Transcribe every line of the material below word for word, leaving out the pictures.

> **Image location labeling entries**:

====

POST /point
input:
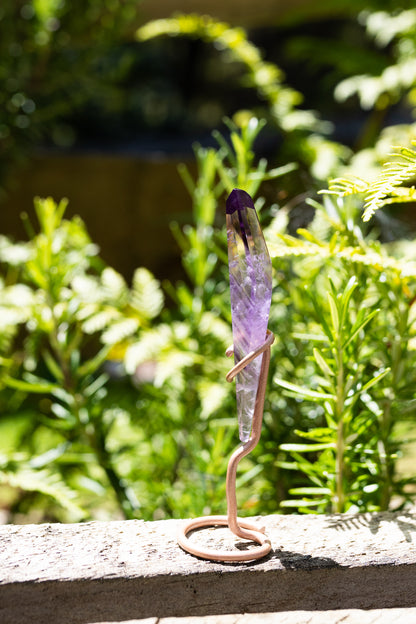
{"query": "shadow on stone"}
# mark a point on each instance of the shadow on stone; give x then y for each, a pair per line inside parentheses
(298, 561)
(405, 522)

====

> **Final answer**:
POST /point
input:
{"query": "shadow on stone"}
# mark a point on each instance of the shadow on stone; give x then y for each, a pair per line inside parentheses
(298, 561)
(405, 522)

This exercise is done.